>> Begin Excerpted text

Other political factors could shape Europe. France, Germany and the Netherlands all have elections in 2017, prompting some to fear that the growth in populist sentiment could further destablise the continent and create greater uncertainty over the future of the EU. Meanwhile, Italy is still dealing with the fall-out of the ‘no’ vote in its constitutional referendum and the prospect of the government bailing out the country’s oldest bank, Monte dei Paschi di Siena.
Jacques Gordon, global head of research and strategy at LaSalle Investment Management, commented on the impact of global macro-economic and political factors on real estate in 2017: “As we look to the year ahead, across the G7 a shift to more expansionary fiscal policy and away from reliance on monetary policy, along with the potential for protectionist trade policies, could accelerate the end of the “triple low” regime – economic growth, inflation, and interest rates.
“These factors are all likely to be at work in the US economy during the next three years. These same policies could possibly push the UK to higher rates. Investing solely in domestic markets greatly reduces the number of potentially rewarding opportunities to take advantage of in the next two years.”
Where we are in the real estate cycle
Since mid-2015, some real estate investors in Europe’s core markets have applied the brakes in the belief that property values, especially in the prime London market, are “toppy”. However, some put forward the argument that although the cycle is in its mature phase, it is not yet at the peak.
Scott Brown, global head of real estate at Barings, said: “While the political environment remains fluid and adds uncertainty entering 2017, the slow growth, low interest rate outlook and favourable property market fundamentals throughout industrialised economies – bolstered by demographic, societal and technology-induced structural forces – set the stage for continued but varied improvement in local market performance and a relatively attractive outlook for property yields.”
However, Brown added: “At this stage of the cycle, amid lower expectations for price appreciation of core assets, we believe successful investment is less about broad macro trends and instead centres on sub-market dynamics and asset specific characteristics. As a result, 2017 will be a year of heightened selectivity, during which successful investment will require local skill and expertise to execute the business plan at the asset level.”

>> End Excerpted text
>> Begin Data section

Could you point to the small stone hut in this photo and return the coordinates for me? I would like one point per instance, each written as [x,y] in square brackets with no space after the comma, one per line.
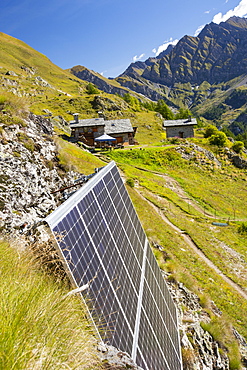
[87,130]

>> End Data section

| Exercise goal |
Quote the passage from the article on the 2017 real estate outlook, starting at "Where we are" and ending at "at the peak.". The material is not needed here.

| Response below |
Where we are in the real estate cycle
Since mid-2015, some real estate investors in Europe’s core markets have applied the brakes in the belief that property values, especially in the prime London market, are “toppy”. However, some put forward the argument that although the cycle is in its mature phase, it is not yet at the peak.